* **PROBLEM STATEMENT**
Edit the material starting at the line that contains "Practice. Find the yellow container" and ending at the line that contains "point(462, 142)" by replacing "yellow container" with "orange container" and changing nothing else. Leave the pictures out of your answer.
#####
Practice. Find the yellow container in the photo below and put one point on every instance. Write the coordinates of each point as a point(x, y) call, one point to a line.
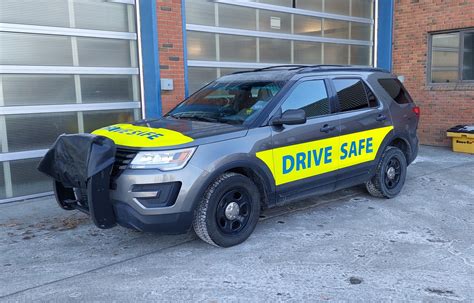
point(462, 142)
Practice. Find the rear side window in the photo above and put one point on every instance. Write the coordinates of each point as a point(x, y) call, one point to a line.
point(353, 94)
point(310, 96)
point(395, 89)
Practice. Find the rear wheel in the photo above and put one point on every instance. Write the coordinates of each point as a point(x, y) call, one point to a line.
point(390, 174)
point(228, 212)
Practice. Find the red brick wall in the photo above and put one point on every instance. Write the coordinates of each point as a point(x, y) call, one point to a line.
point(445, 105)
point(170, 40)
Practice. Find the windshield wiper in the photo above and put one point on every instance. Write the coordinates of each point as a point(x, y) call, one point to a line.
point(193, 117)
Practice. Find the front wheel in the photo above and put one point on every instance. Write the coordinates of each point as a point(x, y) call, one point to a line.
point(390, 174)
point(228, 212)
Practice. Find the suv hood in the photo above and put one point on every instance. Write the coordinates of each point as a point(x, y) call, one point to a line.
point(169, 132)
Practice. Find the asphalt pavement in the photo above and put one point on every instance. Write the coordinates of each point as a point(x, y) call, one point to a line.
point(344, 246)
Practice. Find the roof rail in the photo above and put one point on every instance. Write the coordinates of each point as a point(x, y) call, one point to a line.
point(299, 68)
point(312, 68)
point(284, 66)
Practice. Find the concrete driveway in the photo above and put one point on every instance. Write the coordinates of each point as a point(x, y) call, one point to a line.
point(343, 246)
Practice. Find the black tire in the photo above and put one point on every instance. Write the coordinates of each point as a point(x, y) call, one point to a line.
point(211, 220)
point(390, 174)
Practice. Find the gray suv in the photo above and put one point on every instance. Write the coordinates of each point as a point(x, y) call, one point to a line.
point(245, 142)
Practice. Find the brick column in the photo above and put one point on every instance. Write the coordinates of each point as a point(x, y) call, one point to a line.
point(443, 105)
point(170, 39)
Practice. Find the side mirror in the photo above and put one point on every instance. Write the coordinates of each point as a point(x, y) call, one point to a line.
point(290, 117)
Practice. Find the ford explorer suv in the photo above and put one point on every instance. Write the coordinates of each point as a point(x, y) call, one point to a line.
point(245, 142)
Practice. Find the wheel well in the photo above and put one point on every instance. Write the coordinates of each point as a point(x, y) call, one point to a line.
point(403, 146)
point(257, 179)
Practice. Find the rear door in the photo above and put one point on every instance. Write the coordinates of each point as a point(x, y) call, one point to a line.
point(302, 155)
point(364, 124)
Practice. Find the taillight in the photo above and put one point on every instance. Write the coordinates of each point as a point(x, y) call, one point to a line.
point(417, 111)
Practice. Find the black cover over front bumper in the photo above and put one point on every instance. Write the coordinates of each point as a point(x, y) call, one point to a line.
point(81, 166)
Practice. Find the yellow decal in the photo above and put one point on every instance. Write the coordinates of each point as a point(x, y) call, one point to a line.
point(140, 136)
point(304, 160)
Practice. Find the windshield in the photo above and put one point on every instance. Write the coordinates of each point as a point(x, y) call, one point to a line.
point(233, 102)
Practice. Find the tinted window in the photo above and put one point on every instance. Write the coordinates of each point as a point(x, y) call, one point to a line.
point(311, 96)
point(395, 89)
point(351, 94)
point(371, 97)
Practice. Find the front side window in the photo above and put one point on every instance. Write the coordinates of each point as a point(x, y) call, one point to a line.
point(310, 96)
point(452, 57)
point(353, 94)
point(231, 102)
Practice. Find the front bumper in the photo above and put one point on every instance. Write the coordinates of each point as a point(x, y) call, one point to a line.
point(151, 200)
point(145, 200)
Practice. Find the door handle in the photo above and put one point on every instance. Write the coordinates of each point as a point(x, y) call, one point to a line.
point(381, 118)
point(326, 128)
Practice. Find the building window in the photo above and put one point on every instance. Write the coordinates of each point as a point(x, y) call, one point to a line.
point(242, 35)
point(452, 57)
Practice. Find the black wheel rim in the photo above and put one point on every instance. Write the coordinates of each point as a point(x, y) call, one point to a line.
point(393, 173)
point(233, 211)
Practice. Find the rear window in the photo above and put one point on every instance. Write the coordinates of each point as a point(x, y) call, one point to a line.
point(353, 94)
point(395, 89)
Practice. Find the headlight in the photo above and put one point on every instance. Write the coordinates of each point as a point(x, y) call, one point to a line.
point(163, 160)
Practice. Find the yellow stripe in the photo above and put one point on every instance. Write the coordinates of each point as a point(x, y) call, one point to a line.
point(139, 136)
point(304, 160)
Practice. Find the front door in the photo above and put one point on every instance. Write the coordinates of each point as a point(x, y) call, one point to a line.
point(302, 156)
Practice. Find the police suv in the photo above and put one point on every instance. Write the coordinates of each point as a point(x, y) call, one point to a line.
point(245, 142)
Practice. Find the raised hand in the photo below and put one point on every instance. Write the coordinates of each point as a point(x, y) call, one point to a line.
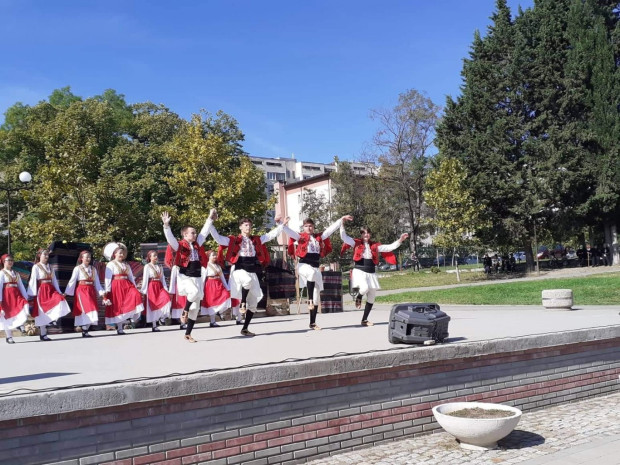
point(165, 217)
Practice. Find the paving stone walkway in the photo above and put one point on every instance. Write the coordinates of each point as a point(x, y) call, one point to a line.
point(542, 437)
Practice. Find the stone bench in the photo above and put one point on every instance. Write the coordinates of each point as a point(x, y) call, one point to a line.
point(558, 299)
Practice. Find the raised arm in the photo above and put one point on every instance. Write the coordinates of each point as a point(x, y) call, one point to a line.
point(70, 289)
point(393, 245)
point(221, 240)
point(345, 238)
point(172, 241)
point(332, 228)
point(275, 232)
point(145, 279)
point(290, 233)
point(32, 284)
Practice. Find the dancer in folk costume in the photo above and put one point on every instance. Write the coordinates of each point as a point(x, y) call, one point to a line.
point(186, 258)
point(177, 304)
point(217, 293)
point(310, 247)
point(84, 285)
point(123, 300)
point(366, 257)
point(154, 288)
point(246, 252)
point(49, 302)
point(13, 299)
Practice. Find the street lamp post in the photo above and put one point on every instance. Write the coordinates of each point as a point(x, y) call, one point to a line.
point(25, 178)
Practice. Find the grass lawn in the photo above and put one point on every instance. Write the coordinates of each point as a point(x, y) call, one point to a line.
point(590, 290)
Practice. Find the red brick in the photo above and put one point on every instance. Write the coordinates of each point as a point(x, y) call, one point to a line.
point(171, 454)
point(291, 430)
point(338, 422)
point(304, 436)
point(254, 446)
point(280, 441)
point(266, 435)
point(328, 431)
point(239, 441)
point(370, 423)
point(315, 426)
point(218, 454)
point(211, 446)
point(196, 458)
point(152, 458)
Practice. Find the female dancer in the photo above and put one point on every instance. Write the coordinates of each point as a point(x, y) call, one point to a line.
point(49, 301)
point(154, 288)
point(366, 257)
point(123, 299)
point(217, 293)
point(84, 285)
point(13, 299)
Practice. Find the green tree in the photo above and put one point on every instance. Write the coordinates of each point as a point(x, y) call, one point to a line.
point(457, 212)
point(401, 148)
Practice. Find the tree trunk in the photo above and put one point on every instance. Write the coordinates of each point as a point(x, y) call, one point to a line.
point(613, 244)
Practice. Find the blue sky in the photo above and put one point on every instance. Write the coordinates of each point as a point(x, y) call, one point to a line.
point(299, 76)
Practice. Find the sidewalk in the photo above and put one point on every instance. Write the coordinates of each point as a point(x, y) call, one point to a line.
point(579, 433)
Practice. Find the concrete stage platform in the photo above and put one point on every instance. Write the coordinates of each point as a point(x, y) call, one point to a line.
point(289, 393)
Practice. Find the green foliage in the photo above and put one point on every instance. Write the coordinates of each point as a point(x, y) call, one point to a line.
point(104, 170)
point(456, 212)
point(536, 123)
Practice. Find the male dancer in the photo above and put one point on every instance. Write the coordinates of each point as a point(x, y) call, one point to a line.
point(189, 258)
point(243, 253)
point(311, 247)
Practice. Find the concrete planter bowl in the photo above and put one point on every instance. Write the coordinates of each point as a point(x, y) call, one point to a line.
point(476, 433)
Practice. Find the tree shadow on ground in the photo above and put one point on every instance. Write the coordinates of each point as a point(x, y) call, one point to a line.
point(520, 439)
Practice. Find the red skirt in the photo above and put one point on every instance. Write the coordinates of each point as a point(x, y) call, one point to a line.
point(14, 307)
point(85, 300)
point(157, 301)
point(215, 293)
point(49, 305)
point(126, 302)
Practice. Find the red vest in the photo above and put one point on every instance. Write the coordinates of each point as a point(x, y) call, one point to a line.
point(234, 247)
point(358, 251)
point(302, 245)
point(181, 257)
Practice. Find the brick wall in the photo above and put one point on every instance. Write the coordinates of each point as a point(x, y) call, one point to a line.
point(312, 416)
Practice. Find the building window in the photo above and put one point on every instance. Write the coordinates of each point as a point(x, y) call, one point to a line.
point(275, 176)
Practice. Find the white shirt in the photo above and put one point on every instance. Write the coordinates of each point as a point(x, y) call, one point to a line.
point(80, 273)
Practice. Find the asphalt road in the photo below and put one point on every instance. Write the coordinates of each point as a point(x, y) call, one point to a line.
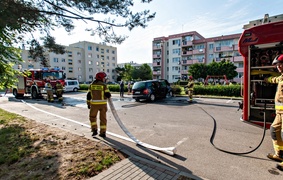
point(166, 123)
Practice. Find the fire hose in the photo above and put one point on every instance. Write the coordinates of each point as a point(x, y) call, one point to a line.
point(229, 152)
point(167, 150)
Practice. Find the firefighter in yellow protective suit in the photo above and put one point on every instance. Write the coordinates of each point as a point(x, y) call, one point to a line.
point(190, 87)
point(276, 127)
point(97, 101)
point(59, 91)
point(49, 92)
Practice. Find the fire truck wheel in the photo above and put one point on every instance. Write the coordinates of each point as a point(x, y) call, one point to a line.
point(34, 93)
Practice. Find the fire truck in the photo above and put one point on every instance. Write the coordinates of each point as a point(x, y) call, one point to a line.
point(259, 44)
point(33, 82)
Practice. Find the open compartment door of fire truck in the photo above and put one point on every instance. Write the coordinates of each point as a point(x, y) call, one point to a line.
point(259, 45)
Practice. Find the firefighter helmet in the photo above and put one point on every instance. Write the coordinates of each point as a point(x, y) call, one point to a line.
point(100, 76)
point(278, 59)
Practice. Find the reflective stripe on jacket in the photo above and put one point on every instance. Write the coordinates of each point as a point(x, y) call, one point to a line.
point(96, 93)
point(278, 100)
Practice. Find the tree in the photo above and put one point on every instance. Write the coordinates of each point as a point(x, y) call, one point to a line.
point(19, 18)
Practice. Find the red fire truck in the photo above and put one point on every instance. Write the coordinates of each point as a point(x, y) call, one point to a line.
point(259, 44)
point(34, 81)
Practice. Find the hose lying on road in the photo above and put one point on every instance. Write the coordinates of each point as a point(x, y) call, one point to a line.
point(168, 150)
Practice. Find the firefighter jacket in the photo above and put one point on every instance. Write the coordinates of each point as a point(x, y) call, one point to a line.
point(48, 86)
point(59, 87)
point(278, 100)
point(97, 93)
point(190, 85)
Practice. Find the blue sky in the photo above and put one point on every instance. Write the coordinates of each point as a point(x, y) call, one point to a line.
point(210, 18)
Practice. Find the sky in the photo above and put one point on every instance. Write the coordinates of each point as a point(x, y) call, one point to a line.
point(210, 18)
#####
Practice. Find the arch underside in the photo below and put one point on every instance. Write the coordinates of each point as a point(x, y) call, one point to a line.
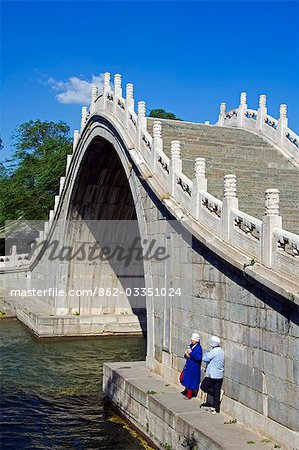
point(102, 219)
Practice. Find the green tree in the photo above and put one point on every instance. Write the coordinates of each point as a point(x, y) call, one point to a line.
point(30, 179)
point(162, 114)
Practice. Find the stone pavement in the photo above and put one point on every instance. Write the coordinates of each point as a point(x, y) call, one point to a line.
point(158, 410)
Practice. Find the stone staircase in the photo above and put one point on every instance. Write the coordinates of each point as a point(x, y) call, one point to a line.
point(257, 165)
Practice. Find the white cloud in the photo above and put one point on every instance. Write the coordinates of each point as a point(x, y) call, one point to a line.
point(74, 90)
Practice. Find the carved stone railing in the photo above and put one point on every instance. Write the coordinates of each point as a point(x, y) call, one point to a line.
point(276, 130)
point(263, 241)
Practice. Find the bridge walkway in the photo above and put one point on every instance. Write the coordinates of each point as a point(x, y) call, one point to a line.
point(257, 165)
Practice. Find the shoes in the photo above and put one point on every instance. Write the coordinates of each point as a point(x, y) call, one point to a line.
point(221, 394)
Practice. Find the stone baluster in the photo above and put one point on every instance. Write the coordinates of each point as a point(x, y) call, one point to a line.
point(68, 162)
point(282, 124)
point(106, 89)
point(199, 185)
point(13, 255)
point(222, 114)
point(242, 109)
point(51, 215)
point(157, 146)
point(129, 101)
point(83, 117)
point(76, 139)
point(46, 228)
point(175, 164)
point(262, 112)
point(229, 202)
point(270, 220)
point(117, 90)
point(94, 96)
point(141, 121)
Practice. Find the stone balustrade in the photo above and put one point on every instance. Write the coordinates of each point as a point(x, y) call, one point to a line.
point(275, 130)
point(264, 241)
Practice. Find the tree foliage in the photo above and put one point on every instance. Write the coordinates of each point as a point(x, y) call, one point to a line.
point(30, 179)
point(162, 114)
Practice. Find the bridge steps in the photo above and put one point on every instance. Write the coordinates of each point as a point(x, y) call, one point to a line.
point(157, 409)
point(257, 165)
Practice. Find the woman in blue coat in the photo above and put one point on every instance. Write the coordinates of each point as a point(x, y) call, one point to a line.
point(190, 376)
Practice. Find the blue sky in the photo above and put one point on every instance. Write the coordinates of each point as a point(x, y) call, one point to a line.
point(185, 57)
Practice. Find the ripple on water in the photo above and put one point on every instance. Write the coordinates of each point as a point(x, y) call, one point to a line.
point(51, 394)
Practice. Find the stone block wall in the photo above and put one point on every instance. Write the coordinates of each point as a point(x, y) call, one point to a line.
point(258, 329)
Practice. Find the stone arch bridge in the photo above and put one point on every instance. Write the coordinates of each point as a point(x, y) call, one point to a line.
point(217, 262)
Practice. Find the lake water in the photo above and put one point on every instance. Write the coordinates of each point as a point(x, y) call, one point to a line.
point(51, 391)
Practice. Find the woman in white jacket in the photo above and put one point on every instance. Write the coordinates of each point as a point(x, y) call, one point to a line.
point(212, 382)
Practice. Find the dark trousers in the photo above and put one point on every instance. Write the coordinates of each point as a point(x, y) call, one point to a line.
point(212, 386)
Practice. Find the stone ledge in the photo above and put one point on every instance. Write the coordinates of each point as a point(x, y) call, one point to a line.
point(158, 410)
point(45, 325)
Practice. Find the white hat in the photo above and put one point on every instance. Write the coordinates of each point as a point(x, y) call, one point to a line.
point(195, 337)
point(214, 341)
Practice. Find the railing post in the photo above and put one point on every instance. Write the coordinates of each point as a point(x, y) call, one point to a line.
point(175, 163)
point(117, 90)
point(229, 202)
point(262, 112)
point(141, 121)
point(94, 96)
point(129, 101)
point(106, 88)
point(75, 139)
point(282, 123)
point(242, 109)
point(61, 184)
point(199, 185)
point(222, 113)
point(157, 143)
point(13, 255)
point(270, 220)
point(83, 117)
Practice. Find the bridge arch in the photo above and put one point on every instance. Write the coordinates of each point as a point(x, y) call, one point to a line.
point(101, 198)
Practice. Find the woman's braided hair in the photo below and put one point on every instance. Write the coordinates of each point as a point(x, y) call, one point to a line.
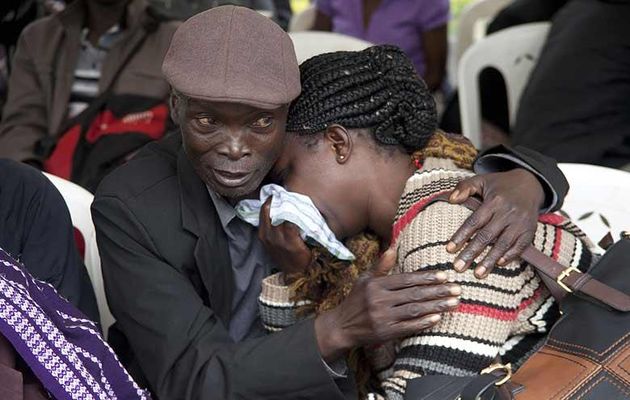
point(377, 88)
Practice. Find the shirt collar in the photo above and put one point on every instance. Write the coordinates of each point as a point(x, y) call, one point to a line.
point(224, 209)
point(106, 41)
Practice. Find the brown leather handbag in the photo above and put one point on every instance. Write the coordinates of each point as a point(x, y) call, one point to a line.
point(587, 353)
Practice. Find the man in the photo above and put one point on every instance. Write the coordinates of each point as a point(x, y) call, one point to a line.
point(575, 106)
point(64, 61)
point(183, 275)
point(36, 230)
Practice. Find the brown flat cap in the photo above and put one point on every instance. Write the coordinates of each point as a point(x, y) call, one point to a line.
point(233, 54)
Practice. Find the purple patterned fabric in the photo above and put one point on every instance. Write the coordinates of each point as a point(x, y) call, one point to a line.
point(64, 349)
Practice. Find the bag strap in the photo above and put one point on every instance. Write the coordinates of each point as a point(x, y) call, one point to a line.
#####
* **SOLUTION TO THE EXERCISE**
Practice. Find the orange container in the photo below and put one point on every instance. Write the coordinates of each point as a point(x, y) call, one point to a line.
point(462, 142)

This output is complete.